[Start Working data]
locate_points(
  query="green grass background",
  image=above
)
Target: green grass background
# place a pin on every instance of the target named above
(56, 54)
[End Working data]
[Start Working data]
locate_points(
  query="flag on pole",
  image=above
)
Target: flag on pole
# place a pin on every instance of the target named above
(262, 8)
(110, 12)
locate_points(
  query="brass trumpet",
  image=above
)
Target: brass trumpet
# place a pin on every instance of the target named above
[End Working data]
Set task -> Which lines of the rows contain the string "brass"? Identify and copy each of them, treating uppercase and lowercase as different.

Exercise response ->
  query="brass trumpet",
Target: brass trumpet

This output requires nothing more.